──────── Text to read
When Travelers Companies reported earnings last week Chairman CEO Alan Schnitzer was anxious to point out that their stellar 2023 would have been even better, with more consistent performance… if it were not for their personal lines insurance performance and its associated catastrophe losses.
“We are pleased to have delivered full year core income of $3.1 billion, generating core return on equity of 11.5%,” he told investors. “Notwithstanding elevated industry-wide catastrophe losses earlier in the year and a personal lines operating environment that, while improving, was difficult during the year.”
A top ten property/casualty underwriter in the US by both market share and premium, Travelers reported that its fourth-quarter profit more than doubled as the company saw its core income rise to $1.63 billion from $810 million a year ago.
Profits were fueled by Travelers going hard after the business insurance segment, a mix of bond, specialty and excess/surplus (E&S) lines. Executives said they added more than $4 billion in business insurance premium to their top line over the past two years.
But it was catastrophe losses and their impact on the bottom line that Schnitzer and other executives said prevented Travelers from making even larger gains in 2023. And this was despite a “modest” $125 million in pretax catastrophe loss in the fourth quarter and what executives said were no “individually significant events” impacting their book of business during the period.
The fact that Travelers’ financial performance continues to be weighed down by personal lines weather and natural disaster losses despite the lack of significant catastrophes within the US in 2023 is not a surprise to industry watcher who say the so-called “secondary perils”, including severe convective storms, are becoming the most significant loss driver for insurers and a bigger challenge for modelers.
────────────────
──────── Recorded information
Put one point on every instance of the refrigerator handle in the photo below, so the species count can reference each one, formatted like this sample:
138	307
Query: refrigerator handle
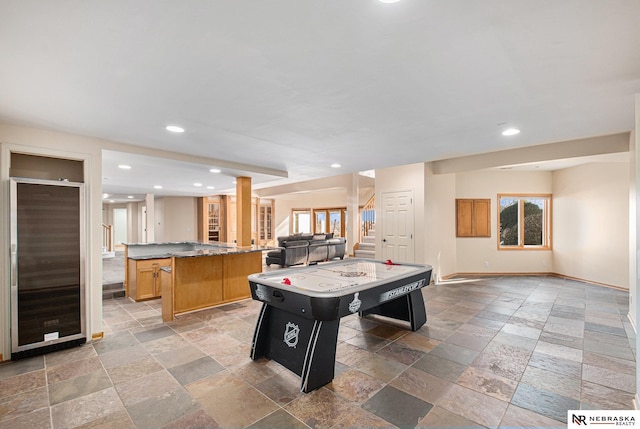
14	266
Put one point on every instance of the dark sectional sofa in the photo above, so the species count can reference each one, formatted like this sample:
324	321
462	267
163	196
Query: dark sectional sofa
306	248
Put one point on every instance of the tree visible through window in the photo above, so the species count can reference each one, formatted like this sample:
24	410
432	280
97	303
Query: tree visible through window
524	221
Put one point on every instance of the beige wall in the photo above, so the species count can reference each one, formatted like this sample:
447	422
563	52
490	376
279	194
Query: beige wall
591	223
439	223
481	255
176	219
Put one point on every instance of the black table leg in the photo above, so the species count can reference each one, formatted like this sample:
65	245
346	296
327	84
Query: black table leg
306	347
409	308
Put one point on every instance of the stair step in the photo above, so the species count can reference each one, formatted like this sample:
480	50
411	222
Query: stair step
370	254
367	246
113	293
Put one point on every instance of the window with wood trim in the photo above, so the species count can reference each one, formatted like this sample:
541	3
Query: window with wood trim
301	221
473	217
524	221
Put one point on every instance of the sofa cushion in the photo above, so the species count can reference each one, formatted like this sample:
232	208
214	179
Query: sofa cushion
295	243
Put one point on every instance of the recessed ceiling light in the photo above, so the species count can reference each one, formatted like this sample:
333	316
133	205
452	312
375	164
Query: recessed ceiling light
511	132
174	129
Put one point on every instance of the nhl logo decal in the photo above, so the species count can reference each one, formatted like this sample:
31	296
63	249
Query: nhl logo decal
291	334
355	304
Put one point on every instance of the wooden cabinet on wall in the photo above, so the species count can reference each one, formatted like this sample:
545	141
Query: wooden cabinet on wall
217	219
265	222
473	218
143	280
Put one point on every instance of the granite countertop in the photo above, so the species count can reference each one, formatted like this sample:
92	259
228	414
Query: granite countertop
190	249
221	251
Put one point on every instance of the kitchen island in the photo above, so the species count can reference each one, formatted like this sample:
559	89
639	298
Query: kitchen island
190	276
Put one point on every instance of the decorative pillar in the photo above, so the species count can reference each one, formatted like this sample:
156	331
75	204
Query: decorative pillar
243	211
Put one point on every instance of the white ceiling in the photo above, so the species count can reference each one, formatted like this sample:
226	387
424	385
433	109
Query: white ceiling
295	85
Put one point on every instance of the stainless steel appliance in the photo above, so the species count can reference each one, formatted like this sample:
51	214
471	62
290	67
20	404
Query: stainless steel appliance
47	266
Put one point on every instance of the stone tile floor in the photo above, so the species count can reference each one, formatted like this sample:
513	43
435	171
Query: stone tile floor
495	352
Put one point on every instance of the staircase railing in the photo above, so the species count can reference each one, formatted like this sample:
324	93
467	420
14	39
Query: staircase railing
107	238
367	217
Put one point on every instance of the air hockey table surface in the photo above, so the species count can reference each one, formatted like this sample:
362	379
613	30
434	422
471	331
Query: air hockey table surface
────────────────
» **Parts of the exercise**:
a. Write out everything from "Profits were fueled" down to "during the period." in the Travelers earnings article, swapping in "commercial insurance" for each "business insurance".
b. Using the Travelers earnings article, say whether each statement agrees with it. Answer yes or no and quote the words that decide it.
(i) Travelers' fourth-quarter core income rose to $1.63 billion.
(ii) Executives said several individually significant catastrophe events hit their book of business in the fourth quarter.
(iii) Travelers' full-year core return on equity was 15%.
c. Translate this sentence from the Travelers earnings article into Spanish: "Executives said they added more than $4 billion in business insurance premium to their top line over the past two years."

» **Full solutions**:
a.
Profits were fueled by Travelers going hard after the commercial insurance segment, a mix of bond, specialty and excess/surplus (E&S) lines. Executives said they added more than $4 billion in commercial insurance premium to their top line over the past two years.
But it was catastrophe losses and their impact on the bottom line that Schnitzer and other executives said prevented Travelers from making even larger gains in 2023. And this was despite a “modest” $125 million in pretax catastrophe loss in the fourth quarter and what executives said were no “individually significant events” impacting their book of business during the period.

b.
(i) Yes: "saw its core income rise to $1.63 billion from $810 million a year ago"
(ii) No: "what executives said were no “individually significant events” impacting their book of business during the period"
(iii) No: "generating core return on equity of 11.5%"

c. Los ejecutivos dijeron que agregaron más de 4.000 millones de dólares en primas de seguros para empresas a sus ingresos durante los últimos dos años.